[begin EXTRACTED INFORMATION]
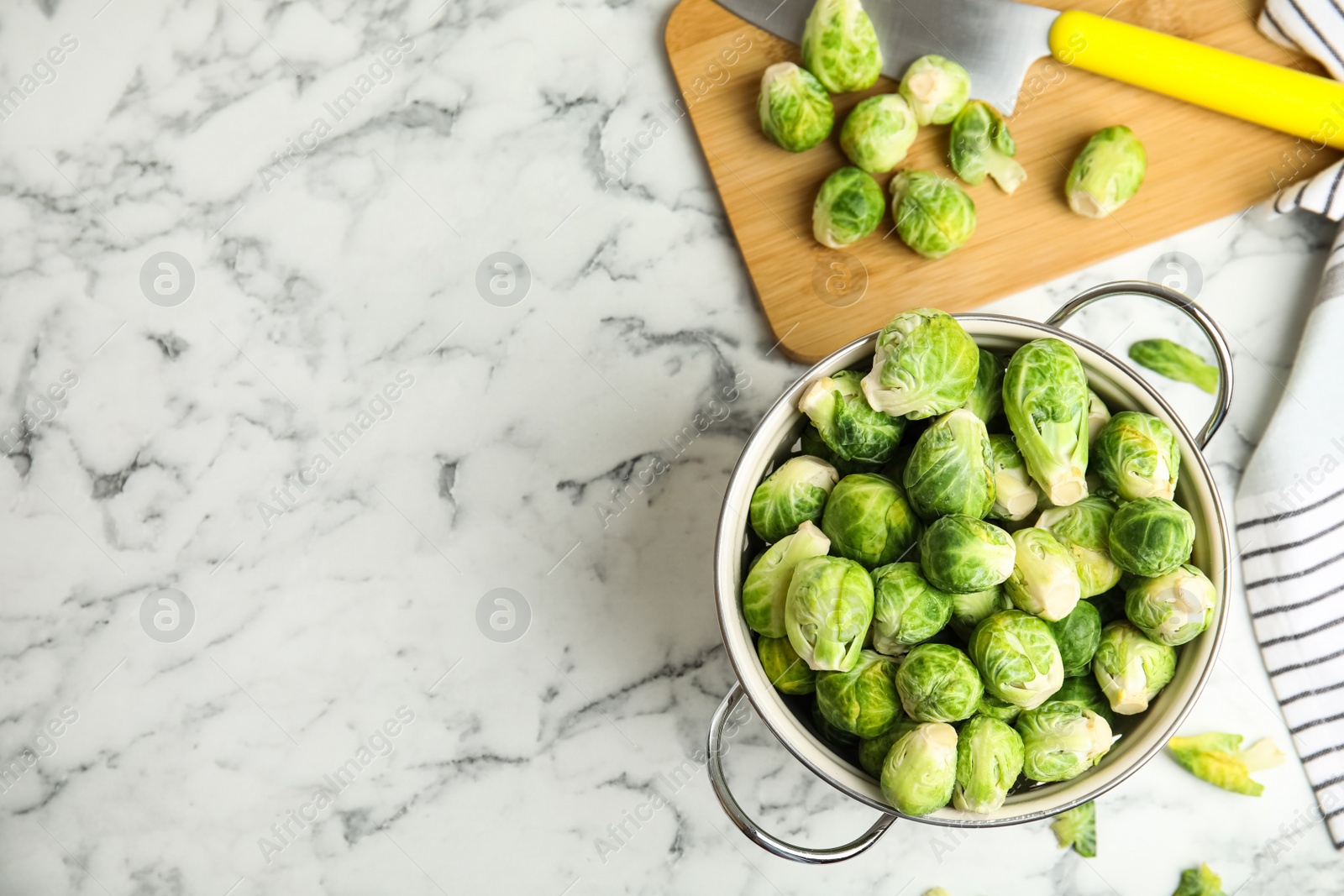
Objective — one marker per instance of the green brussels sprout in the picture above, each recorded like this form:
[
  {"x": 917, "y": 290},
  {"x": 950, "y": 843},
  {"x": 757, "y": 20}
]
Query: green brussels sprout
[
  {"x": 1137, "y": 457},
  {"x": 936, "y": 89},
  {"x": 1131, "y": 667},
  {"x": 1016, "y": 495},
  {"x": 961, "y": 553},
  {"x": 840, "y": 46},
  {"x": 1173, "y": 609},
  {"x": 869, "y": 520},
  {"x": 1106, "y": 174},
  {"x": 1151, "y": 537},
  {"x": 925, "y": 364},
  {"x": 1061, "y": 741},
  {"x": 951, "y": 469},
  {"x": 906, "y": 609},
  {"x": 933, "y": 214},
  {"x": 1082, "y": 528},
  {"x": 969, "y": 610},
  {"x": 990, "y": 758},
  {"x": 1077, "y": 636},
  {"x": 878, "y": 134},
  {"x": 1175, "y": 362},
  {"x": 784, "y": 668},
  {"x": 766, "y": 587},
  {"x": 921, "y": 768},
  {"x": 848, "y": 207},
  {"x": 862, "y": 700},
  {"x": 938, "y": 683},
  {"x": 828, "y": 611},
  {"x": 847, "y": 423},
  {"x": 1043, "y": 580},
  {"x": 1046, "y": 401},
  {"x": 1018, "y": 658},
  {"x": 792, "y": 495},
  {"x": 981, "y": 147},
  {"x": 796, "y": 110}
]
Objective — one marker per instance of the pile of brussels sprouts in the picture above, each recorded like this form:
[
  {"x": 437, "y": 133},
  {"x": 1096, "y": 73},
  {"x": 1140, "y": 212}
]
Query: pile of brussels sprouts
[
  {"x": 972, "y": 564},
  {"x": 933, "y": 215}
]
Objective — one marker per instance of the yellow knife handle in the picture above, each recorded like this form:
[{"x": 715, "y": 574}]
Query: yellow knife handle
[{"x": 1299, "y": 103}]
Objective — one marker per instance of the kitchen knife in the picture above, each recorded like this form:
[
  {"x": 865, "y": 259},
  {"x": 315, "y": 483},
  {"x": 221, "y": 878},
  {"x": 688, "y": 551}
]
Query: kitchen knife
[{"x": 998, "y": 40}]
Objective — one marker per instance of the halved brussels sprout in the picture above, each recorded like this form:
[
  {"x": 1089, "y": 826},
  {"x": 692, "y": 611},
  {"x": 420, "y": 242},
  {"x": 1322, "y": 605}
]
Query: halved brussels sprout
[
  {"x": 1137, "y": 457},
  {"x": 796, "y": 110},
  {"x": 906, "y": 609},
  {"x": 1061, "y": 741},
  {"x": 766, "y": 587},
  {"x": 961, "y": 553},
  {"x": 1131, "y": 667},
  {"x": 840, "y": 46},
  {"x": 869, "y": 520},
  {"x": 990, "y": 758},
  {"x": 938, "y": 683},
  {"x": 878, "y": 134},
  {"x": 1046, "y": 401},
  {"x": 1151, "y": 537},
  {"x": 828, "y": 611},
  {"x": 921, "y": 768},
  {"x": 847, "y": 423},
  {"x": 1173, "y": 609},
  {"x": 1043, "y": 579},
  {"x": 1018, "y": 658},
  {"x": 862, "y": 700},
  {"x": 925, "y": 364},
  {"x": 951, "y": 469}
]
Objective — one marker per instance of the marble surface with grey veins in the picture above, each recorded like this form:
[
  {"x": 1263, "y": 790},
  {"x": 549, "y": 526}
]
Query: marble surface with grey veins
[end EXTRACTED INFORMATION]
### WHAT TO PRODUCE
Reproduce every item above verbatim, with the pictures omitted.

### ANSWER TO THIS EXERCISE
Objective — one marker per instance of the green brussels sprout in the picture above, each recorded like this form:
[
  {"x": 917, "y": 290},
  {"x": 950, "y": 843},
  {"x": 757, "y": 20}
]
Query: green brussels sprout
[
  {"x": 1137, "y": 457},
  {"x": 936, "y": 89},
  {"x": 1131, "y": 667},
  {"x": 1016, "y": 495},
  {"x": 961, "y": 553},
  {"x": 840, "y": 46},
  {"x": 1173, "y": 609},
  {"x": 869, "y": 520},
  {"x": 1106, "y": 174},
  {"x": 1151, "y": 537},
  {"x": 925, "y": 364},
  {"x": 1061, "y": 741},
  {"x": 951, "y": 469},
  {"x": 906, "y": 609},
  {"x": 933, "y": 214},
  {"x": 1082, "y": 528},
  {"x": 969, "y": 610},
  {"x": 990, "y": 758},
  {"x": 1077, "y": 636},
  {"x": 878, "y": 134},
  {"x": 1175, "y": 362},
  {"x": 784, "y": 668},
  {"x": 766, "y": 587},
  {"x": 921, "y": 768},
  {"x": 848, "y": 207},
  {"x": 862, "y": 700},
  {"x": 938, "y": 683},
  {"x": 828, "y": 611},
  {"x": 847, "y": 423},
  {"x": 1043, "y": 580},
  {"x": 1046, "y": 401},
  {"x": 1018, "y": 658},
  {"x": 792, "y": 495},
  {"x": 981, "y": 147},
  {"x": 796, "y": 110}
]
Objective — one marker per instance of the pile of brussels sprouts in the picture above, each recorded like this form:
[
  {"x": 437, "y": 133},
  {"x": 1096, "y": 73},
  {"x": 1140, "y": 212}
]
Query: pile of brussels sprouts
[
  {"x": 972, "y": 564},
  {"x": 933, "y": 215}
]
Objective — one marker per instance of the yellow knife handle in the picture above, each recorded like this form:
[{"x": 715, "y": 574}]
Query: yellow knife handle
[{"x": 1299, "y": 103}]
Objective — one marker per instance of the kitchen knife in the picture above, each recorded like this form:
[
  {"x": 865, "y": 259},
  {"x": 315, "y": 483},
  {"x": 221, "y": 878},
  {"x": 688, "y": 551}
]
Query: kitchen knife
[{"x": 998, "y": 40}]
Objective — one marker per instance of the halved brussels sprout in the picture above, each recorded like this form:
[
  {"x": 1089, "y": 826},
  {"x": 692, "y": 611},
  {"x": 420, "y": 242},
  {"x": 1322, "y": 605}
]
Query: halved brussels sprout
[
  {"x": 1137, "y": 457},
  {"x": 796, "y": 110},
  {"x": 906, "y": 609},
  {"x": 1061, "y": 741},
  {"x": 766, "y": 587},
  {"x": 961, "y": 553},
  {"x": 1131, "y": 667},
  {"x": 840, "y": 46},
  {"x": 869, "y": 520},
  {"x": 990, "y": 758},
  {"x": 938, "y": 683},
  {"x": 878, "y": 134},
  {"x": 1046, "y": 401},
  {"x": 1151, "y": 537},
  {"x": 828, "y": 611},
  {"x": 921, "y": 768},
  {"x": 847, "y": 423},
  {"x": 1173, "y": 609},
  {"x": 1043, "y": 579},
  {"x": 1018, "y": 658},
  {"x": 862, "y": 700},
  {"x": 925, "y": 364},
  {"x": 951, "y": 469}
]
Objective — one marker per instance of the marble surface with grey veins in the picture above, each recorded like this form:
[
  {"x": 1263, "y": 790},
  {"x": 549, "y": 526}
]
Query: marble surface with grey veins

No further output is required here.